Exercise requirements:
Which lines of the listing below contain the string "glaze", with case counting? Identify each of them and copy it out whole.

Task inputs:
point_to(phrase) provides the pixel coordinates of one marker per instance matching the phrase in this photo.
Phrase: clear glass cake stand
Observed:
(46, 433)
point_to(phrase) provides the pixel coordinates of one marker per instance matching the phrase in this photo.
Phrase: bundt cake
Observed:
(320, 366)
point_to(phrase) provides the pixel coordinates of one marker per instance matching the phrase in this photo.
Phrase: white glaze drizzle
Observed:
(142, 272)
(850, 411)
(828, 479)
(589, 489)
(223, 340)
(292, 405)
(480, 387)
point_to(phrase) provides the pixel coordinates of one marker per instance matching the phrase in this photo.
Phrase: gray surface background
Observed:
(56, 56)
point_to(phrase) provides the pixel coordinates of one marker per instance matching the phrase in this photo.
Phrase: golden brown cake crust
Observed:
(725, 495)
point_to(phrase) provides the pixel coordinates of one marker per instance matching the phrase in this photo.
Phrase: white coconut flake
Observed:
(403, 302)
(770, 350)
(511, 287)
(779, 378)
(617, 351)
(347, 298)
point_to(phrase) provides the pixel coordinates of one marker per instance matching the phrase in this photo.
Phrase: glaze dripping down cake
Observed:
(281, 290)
...
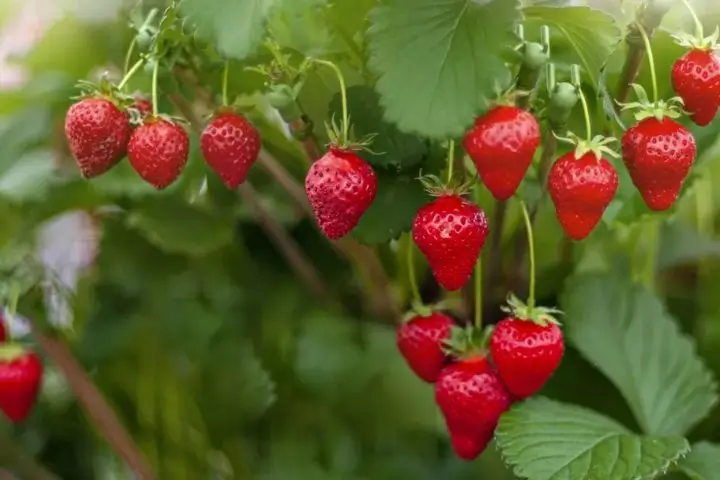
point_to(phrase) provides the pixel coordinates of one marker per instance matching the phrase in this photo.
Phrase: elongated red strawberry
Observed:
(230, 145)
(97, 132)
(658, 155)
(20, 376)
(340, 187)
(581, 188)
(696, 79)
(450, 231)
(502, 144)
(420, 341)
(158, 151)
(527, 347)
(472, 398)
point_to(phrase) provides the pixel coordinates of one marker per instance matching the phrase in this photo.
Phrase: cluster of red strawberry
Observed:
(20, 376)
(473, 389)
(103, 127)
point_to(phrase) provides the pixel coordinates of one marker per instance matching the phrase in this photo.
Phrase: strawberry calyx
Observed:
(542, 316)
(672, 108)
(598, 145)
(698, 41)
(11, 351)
...
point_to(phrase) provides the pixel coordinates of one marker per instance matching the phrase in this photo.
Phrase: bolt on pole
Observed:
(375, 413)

Exercise output:
Phrase: white glaze drizzle
Phrase: glaze dripping down cake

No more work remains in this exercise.